Copy the entries below word for word, minus the pictures.

Saved entries:
-------------------------

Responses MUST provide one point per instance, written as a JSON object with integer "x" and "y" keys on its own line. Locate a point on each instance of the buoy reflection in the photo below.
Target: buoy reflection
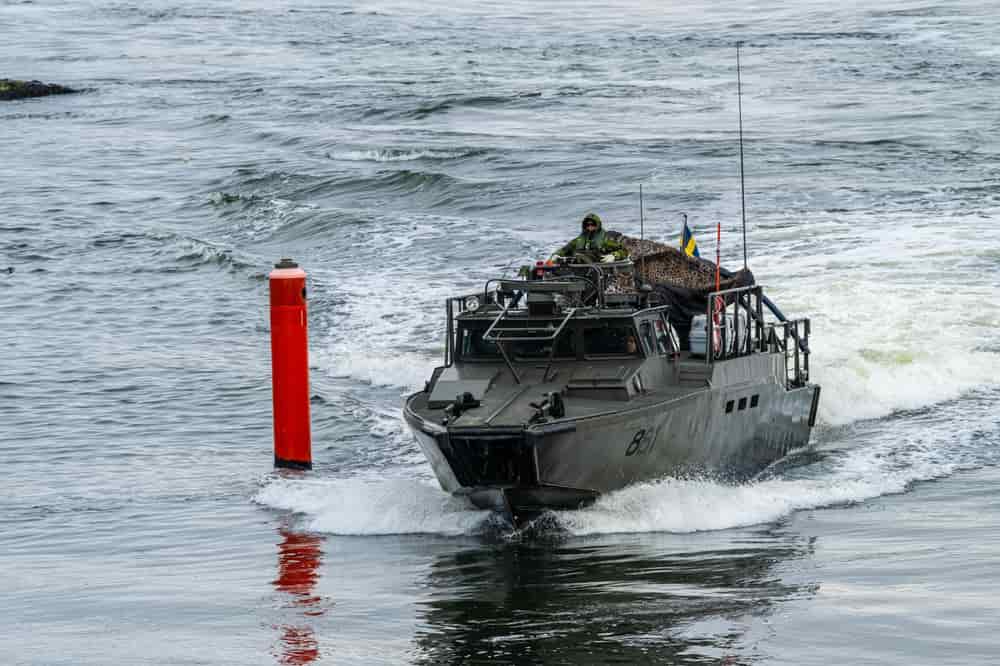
{"x": 299, "y": 557}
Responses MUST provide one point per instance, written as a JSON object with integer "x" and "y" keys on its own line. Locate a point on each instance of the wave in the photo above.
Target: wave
{"x": 448, "y": 103}
{"x": 917, "y": 448}
{"x": 402, "y": 155}
{"x": 373, "y": 507}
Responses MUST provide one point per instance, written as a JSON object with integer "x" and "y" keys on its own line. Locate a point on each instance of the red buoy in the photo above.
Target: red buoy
{"x": 290, "y": 366}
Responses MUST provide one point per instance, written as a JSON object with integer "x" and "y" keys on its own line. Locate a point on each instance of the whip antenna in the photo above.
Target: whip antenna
{"x": 743, "y": 195}
{"x": 642, "y": 234}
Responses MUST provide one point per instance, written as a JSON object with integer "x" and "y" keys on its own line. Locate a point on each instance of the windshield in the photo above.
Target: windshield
{"x": 611, "y": 340}
{"x": 473, "y": 346}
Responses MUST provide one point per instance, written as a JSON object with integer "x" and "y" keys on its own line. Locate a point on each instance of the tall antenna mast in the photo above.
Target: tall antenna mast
{"x": 642, "y": 233}
{"x": 743, "y": 194}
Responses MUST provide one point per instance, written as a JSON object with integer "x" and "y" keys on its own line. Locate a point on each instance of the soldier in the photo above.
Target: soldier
{"x": 593, "y": 244}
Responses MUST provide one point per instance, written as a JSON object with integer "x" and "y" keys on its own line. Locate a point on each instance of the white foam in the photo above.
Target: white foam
{"x": 395, "y": 155}
{"x": 897, "y": 323}
{"x": 359, "y": 506}
{"x": 676, "y": 505}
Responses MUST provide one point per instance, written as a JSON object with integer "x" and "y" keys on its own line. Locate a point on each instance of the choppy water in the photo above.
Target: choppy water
{"x": 404, "y": 151}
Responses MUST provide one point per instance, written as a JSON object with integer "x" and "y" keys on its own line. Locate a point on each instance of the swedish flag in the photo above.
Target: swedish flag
{"x": 688, "y": 243}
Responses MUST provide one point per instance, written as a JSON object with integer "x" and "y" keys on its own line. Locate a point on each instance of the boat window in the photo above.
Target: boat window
{"x": 612, "y": 340}
{"x": 648, "y": 339}
{"x": 666, "y": 337}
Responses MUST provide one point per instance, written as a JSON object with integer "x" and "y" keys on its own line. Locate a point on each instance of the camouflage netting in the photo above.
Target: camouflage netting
{"x": 681, "y": 281}
{"x": 661, "y": 264}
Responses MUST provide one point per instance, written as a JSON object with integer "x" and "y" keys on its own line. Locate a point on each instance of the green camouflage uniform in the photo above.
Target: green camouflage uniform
{"x": 592, "y": 245}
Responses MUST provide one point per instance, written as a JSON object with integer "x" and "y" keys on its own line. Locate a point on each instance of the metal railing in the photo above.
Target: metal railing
{"x": 739, "y": 314}
{"x": 792, "y": 338}
{"x": 734, "y": 313}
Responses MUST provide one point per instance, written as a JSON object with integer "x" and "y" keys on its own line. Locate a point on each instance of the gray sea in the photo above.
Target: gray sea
{"x": 404, "y": 151}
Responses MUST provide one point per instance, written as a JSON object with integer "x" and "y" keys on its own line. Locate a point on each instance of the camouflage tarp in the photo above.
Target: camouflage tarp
{"x": 661, "y": 264}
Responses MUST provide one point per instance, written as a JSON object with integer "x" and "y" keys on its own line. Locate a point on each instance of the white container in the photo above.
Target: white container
{"x": 697, "y": 337}
{"x": 698, "y": 334}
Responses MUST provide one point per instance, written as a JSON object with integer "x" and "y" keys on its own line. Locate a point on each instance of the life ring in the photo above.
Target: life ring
{"x": 718, "y": 307}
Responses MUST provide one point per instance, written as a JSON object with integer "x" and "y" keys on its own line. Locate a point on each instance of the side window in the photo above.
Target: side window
{"x": 666, "y": 339}
{"x": 648, "y": 340}
{"x": 613, "y": 340}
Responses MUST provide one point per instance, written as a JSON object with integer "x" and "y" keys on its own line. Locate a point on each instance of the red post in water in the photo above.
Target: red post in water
{"x": 290, "y": 366}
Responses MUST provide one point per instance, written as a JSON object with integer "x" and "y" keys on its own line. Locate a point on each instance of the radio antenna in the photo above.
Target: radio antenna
{"x": 642, "y": 234}
{"x": 743, "y": 195}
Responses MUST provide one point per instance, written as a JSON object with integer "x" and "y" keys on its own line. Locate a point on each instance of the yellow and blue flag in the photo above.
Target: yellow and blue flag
{"x": 688, "y": 243}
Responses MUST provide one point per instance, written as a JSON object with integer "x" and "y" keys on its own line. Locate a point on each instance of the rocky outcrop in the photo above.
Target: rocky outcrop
{"x": 14, "y": 89}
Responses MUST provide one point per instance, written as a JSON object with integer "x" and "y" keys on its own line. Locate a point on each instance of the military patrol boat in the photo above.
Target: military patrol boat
{"x": 573, "y": 382}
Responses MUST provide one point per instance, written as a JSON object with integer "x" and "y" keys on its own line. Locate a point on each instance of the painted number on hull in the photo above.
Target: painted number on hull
{"x": 640, "y": 444}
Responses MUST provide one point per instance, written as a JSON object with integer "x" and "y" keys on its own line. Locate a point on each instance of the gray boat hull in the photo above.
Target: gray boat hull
{"x": 743, "y": 420}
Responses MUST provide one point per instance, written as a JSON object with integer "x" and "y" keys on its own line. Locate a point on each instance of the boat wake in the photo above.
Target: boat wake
{"x": 867, "y": 460}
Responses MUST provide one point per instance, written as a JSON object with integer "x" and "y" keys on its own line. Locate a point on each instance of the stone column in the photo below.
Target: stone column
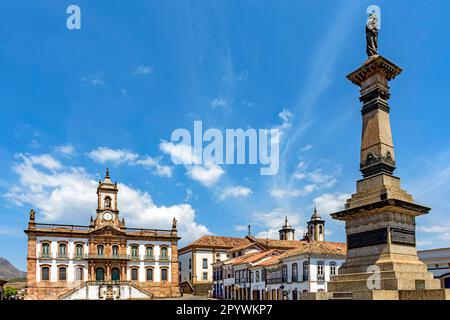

-------------------------

● Finished exercise:
Responses MUST provide one point per instance, written as a JSON object with integer "x" and "y" keys on its own line. Locate a point on each instance of the buoy reflection in the photo below.
Target: buoy reflection
{"x": 299, "y": 557}
Responses MUST provide one point per instance, written as a JSON object with integer "x" and "y" keys on its own line. Locate a point on each instance of the wave in the photo above.
Target: wave
{"x": 448, "y": 103}
{"x": 917, "y": 448}
{"x": 402, "y": 155}
{"x": 373, "y": 507}
Responses MUST provide one point per instance, written as a JSON object with integer "x" and "y" keys on its own line. Locate a point on each instance of the red buoy in the photo above.
Target: red buoy
{"x": 290, "y": 366}
Responses MUST provide one point per instance, written as a JSON object with integer "x" and "y" keys on its own line. Locate a point on each instance of the whip antenna in the photo above.
Target: whip antenna
{"x": 743, "y": 195}
{"x": 642, "y": 234}
Responses MUST provide one point per instance, written as a JSON object with integer "x" and "y" keys on its own line. Locate a point on each instance of the windshield in the photo above.
Target: windshield
{"x": 611, "y": 340}
{"x": 473, "y": 346}
Responses MUST provide one point per instance, written as a JSON object with integer "x" and "y" keys on its own line. Locate a point on each instance of the tall antenna mast in the photo above.
Target: tall antenna mast
{"x": 642, "y": 233}
{"x": 743, "y": 194}
Responses MUST provide one point per instance, written as a JSON object with integer "x" and "y" keys on its own line. Locate a point on each instance of the soldier in the photo above.
Target: soldier
{"x": 593, "y": 244}
Responses MUST provide one point per instance, written as a JSON object with integer "x" and "y" keys on its own line. Locate a point on each instance of the white foam in the photo above.
Target: white foam
{"x": 395, "y": 155}
{"x": 897, "y": 323}
{"x": 359, "y": 506}
{"x": 676, "y": 505}
Responses MUST provide one point per instance, written as a JSON object with integer "x" and "y" keys on its own line. Locate a point on each instance of the choppy water in the photo above.
Target: choppy water
{"x": 404, "y": 151}
Responses MUST provide one point per instance, written as a JSON object with integer "x" and "y" keys on its own line. Locate a point on each instance of the swedish flag in the photo above.
Target: swedish flag
{"x": 688, "y": 243}
Responses MUST provide one point per instance, written as a JSON object with integer "x" and "y" keys on its own line. Locate a point on each instance of the boat window in the photo above.
Target: boat window
{"x": 612, "y": 340}
{"x": 648, "y": 339}
{"x": 666, "y": 337}
Responses MUST provide one point per instance, written as a JSON object with integer "x" and "y" keys on its own line. Locate a point on each instance of the camouflage netting in the photo above.
Target: camouflage netting
{"x": 681, "y": 281}
{"x": 661, "y": 264}
Responses MUST provide one point per instance, written as a JSON object with integer "x" and "y" keys on its own line. Locate a point on each instance of the green camouflage uniform in the photo above.
Target: green camouflage uniform
{"x": 592, "y": 245}
Responses MUST provide one point per instance, written as a JSON object with integer "x" and "y" keys on its own line. Locate a point on each instance of the metal railing in the photo above.
Target: metal railing
{"x": 739, "y": 314}
{"x": 792, "y": 338}
{"x": 734, "y": 313}
Responses MUST provide one point per instance, written as a JSON object with integer "x" and "y" keys on its own line. Locate a point on each instance of the gray sea in the photo above.
Target: gray sea
{"x": 404, "y": 151}
Responses MUST provide one point per instance, written as a JSON object with integer "x" and "y" keys on its own line. Locate a point on each instance of the camouflage tarp in the photo above.
Target: camouflage tarp
{"x": 661, "y": 264}
Responses MUST provide one point per instance, written as a JSON object with integer "x" and "y" keys on its own line. Locate a point on each instance of the white container in the photo above.
Target: white container
{"x": 697, "y": 337}
{"x": 698, "y": 334}
Responses MUST provide one point per instance, written as a JSON object with integer "x" and "y" keys on its own line. Locate a point on each instance of the life ring in the photo above.
Target: life ring
{"x": 718, "y": 307}
Responses MUST provide one point per instance, written as a JSON object with integer "x" and "y" keys on its own line. Locate a point on each instance of the side window in the photo above.
Target: side window
{"x": 666, "y": 339}
{"x": 648, "y": 340}
{"x": 613, "y": 340}
Responses MUST provide one point per instance, written as a JSON object with integer "x" and "y" keys on its own line. Locate a point on each instance of the red post in water in the photo above.
Target: red post in water
{"x": 290, "y": 366}
Responses MUST provide one point per instance, written as a JSON object with integer "x" and "y" keys on its own line. Locate a point on each instance of the radio antenna in the photo above.
Target: radio antenna
{"x": 642, "y": 234}
{"x": 743, "y": 195}
Responses MUST provide one point per instance, written as a JSON object with integer "x" and "y" keys on its own line. Locate a point on each instance of the yellow and blue flag in the photo above.
Target: yellow and blue flag
{"x": 688, "y": 243}
Responses MUST provide one point per instance, written as a JSON object with integer "x" and "y" keys on its own line. Locate a point on each instance of the rocky outcrop in the photo above.
Target: rocky outcrop
{"x": 14, "y": 89}
Responses MUST provide one point per instance, written as a JSON object with integer "x" and "y" keys on its own line. Locate a point on each instance of the military patrol boat in the photo above.
Target: military patrol boat
{"x": 573, "y": 382}
Responses MUST provide one point per instance, written as a JSON object with integer "x" and "y" keys on its own line. Locate a point on each instance of the painted number on hull in the photo above.
Target: painted number on hull
{"x": 640, "y": 444}
Responses MUST provide one point per instance, written as a JSON object with integer "x" and "y" keys on its own line. Locate a point on each instance of the gray boat hull in the photo above.
Target: gray boat hull
{"x": 743, "y": 420}
Responses MUST provide one point per instance, written as a JSON object with integer "x" and "y" keys on its own line. Locate a point on each instance of the boat wake in the photo above.
Target: boat wake
{"x": 867, "y": 460}
Responses MUST provide one point per instance, written as a JSON object with integer "x" and "y" keys on its own line. Locate a point on each instance of the stone column in the photo below.
Target: stone column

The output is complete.